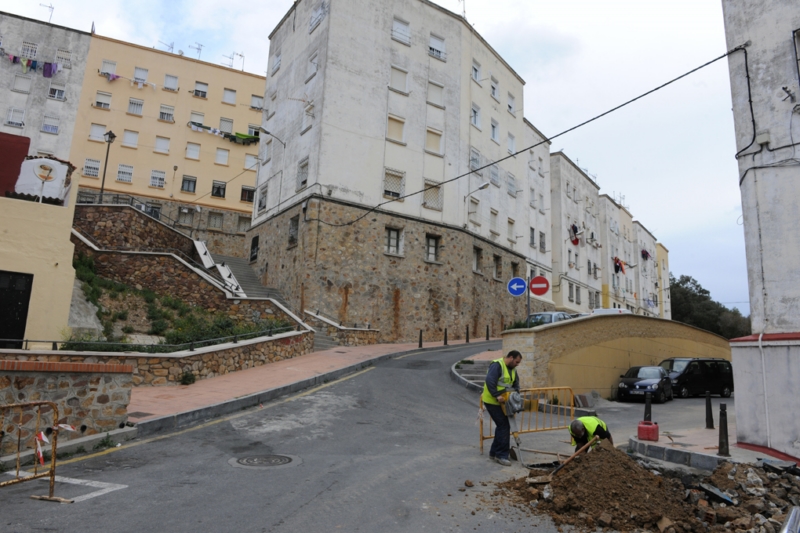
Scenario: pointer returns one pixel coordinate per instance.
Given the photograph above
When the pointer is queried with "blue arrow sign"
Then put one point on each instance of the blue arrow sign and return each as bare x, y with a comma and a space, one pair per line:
517, 286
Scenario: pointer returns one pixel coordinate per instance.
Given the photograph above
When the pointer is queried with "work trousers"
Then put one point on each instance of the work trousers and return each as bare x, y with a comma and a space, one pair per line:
502, 432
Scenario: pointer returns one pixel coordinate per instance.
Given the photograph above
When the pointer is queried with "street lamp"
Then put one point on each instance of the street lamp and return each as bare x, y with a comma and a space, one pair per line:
109, 138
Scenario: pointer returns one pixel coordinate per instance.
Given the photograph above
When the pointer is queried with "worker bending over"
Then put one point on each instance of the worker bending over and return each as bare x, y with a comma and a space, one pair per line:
585, 428
500, 377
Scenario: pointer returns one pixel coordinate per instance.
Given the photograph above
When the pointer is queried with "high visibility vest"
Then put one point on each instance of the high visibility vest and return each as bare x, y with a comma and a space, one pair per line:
508, 377
590, 423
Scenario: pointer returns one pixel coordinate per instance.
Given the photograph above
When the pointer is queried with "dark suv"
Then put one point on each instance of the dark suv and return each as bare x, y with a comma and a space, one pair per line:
695, 376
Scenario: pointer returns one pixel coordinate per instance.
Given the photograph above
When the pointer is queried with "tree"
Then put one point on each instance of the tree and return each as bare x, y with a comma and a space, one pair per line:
692, 304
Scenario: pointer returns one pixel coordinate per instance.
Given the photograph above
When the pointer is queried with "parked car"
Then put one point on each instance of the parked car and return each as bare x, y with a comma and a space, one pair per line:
550, 317
639, 380
694, 376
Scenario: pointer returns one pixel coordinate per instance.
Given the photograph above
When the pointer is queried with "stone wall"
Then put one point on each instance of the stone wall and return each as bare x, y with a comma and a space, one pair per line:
344, 272
166, 369
591, 353
91, 397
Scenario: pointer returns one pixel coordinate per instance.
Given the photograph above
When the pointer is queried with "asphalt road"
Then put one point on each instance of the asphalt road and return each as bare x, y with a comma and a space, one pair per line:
381, 451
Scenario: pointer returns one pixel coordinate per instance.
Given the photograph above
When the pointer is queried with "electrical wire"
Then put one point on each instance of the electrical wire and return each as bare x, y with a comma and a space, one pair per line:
547, 140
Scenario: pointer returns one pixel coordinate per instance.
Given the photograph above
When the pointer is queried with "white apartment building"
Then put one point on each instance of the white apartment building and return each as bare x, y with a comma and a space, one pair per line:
577, 243
38, 100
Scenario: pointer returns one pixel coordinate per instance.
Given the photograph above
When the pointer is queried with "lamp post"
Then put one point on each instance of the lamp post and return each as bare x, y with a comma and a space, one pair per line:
109, 138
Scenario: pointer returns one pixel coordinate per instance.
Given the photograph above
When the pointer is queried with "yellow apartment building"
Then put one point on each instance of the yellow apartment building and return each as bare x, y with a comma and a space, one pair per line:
186, 139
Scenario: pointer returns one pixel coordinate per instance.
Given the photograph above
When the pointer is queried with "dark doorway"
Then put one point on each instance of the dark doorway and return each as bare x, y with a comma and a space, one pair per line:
15, 295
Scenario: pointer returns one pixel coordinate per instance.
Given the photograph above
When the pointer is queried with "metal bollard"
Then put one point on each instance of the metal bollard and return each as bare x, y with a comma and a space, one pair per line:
724, 450
709, 413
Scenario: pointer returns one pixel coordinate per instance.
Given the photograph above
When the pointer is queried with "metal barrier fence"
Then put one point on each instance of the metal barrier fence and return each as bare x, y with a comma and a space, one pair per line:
35, 437
545, 409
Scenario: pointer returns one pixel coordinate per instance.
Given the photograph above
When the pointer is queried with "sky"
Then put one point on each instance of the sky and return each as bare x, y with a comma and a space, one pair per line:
# # #
WORK INSTRUCTIONS: Rewrite every item above as one numbered list, one line per entry, with blank lines dropped. Leave the pictures out of your answer.

EXPECTED ANSWER:
1. Scenario: pointer returns one pixel coordinate per instance.
2. Given the photograph above
3. When the pointer is queried with "blue arrow sign"
4. Then put one point on each instance of the blue arrow sign and return each as bare x, y with a comma and a space, one pair per line:
5. 517, 286
6. Scenario: pointer returns one pixel coordinate per instance.
7. Given the photograph above
8. When the pointer is queried with "work trousers"
9. Then put one point on each instance of the work trousers and return each as bare x, y with a comma and a space, one pair per line:
10. 502, 432
11. Scenario: pointer returns one pixel coordinate per instance.
12. Given the photograph above
13. When the pointer is queried with "street lamp"
14. Then put one point on each instance of the street lamp and return each as bare x, y with a comma and a space, one pair per line:
15. 109, 138
16. Scenario: pointer returns one pixel coordinate per instance.
17. Given the photograph above
18. When the pointer is queried with "worker bending over"
19. Then put one point on each instance of the worker bending over and return each as bare x, y with a comma and a space, one pair per line:
20. 585, 428
21. 500, 377
22. Scenario: pointer returns one pixel coordinate per instance.
23. Given the photograph above
24. When the pointer is queried with "high visibility vest"
25. Then put one point on each instance of the high visibility vest and return each as bare x, y with a comma and a space, one pair per line:
26. 508, 377
27. 590, 423
28. Scenario: pointer returns one pixel coordinate per instance.
29. Given the photograph above
30. When the pointer is queried with "dark suv"
31. Then put one point on each instance of the dark suv and return each as bare x, y with a comma and a space, one pair per line:
32. 695, 376
33. Scenario: pointer returns one pixel coordinate per instance.
34. Given the photograph above
35. When the pointer is queried with "tree"
36. Then put one point on each instance of the tree and return each as bare x, y with a comma and a space, one pair per line:
37. 692, 304
38. Scenario: pointer returns one pixel coordinate per instance.
39. Given the photograph above
40. When the pointer is queried with "parked car"
41. Then put one point on each instance of the parked car and return each as bare x, y with a comma and a space, one pair per line:
42. 550, 317
43. 639, 380
44. 694, 376
45. Scenario: pointer returns one pixel coordinate per instance.
46. Given the photograph above
47. When the pointer is queried with "stone wall"
48. Then put one point on each instance of the stone wall and return each as bare x, y with a comma and a space, one pair per line:
49. 344, 272
50. 166, 369
51. 591, 353
52. 91, 397
53. Scenario: pointer returns one pixel coordinate per instance.
54. Given the photograph above
55. When the pointer is queried with "asphalt road"
56. Then put one point on each instance of the asphalt road and return each as bare x, y with a comma and a space, one pair per line:
57. 381, 451
58. Scenario: pointer returns one pixel coordinate per instance.
59. Given the photograph above
60. When the pointer is queried with "electrical wire"
61. Then put one point on each instance of the electrical wire and return each as bare x, y with a comma and a space, one pair per line:
62. 547, 140
63. Scenario: pointer returns one pixel coordinate per instance.
64. Given the photograph above
65. When the pointer is queried with "white apartment building"
66. Then put one point on each instance of the white apartment building and return each as bare x, y with a comma and a space, one pair per line:
67. 577, 243
68. 38, 100
69. Scenario: pointer returns one pixel coordinate per instance.
70. Given the photograph above
71. When the pointer is queried with "lamp post"
72. Then put one point on each instance of the lamp post and return each as bare x, y with a comma and a space, one pair per line:
73. 109, 138
74. Scenario: pointer returns one pixel coordinate per instance.
75. Given the photograph above
76. When the pointer is queried with "yellow apartment building"
77. Then put one point on each instance of the yellow apartment building and return each as bare x, y with a comma and a space, one pair per line:
78. 186, 139
79. Scenario: pointer returns one pixel coordinate per instance.
80. Given the photograph above
81. When the pointer is queried with "dark doorway"
82. Then put one point on each instance of the dark doorway and return each as bare x, y with a comma and a space, one pair per line:
83. 15, 295
84. Scenario: pointer returns one pixel coordinate per instance.
85. Given the photograph above
86. When the pointer is queried with "metal bollard"
87. Then put one point on each instance of the metal bollard and return each as bare x, y with a comma and a space, one pair per line:
88. 724, 450
89. 709, 413
90. Scenario: pointer returns one pixel coordinate per instance.
91. Given the photograph above
92. When the pointer is queried with "metal barrier fence"
93. Then put one point on each instance of the metal barrier fence and return each as bare x, y with a comma and a space, one pair per line:
94. 35, 437
95. 545, 409
96. Scenario: pointer returns one pixel coordinate per instance.
97. Given the photograph above
98. When the pointer is queried with "sky"
99. Then put one point on each instance of the sky and return each as bare x, y with a comma and a space, one pair per line:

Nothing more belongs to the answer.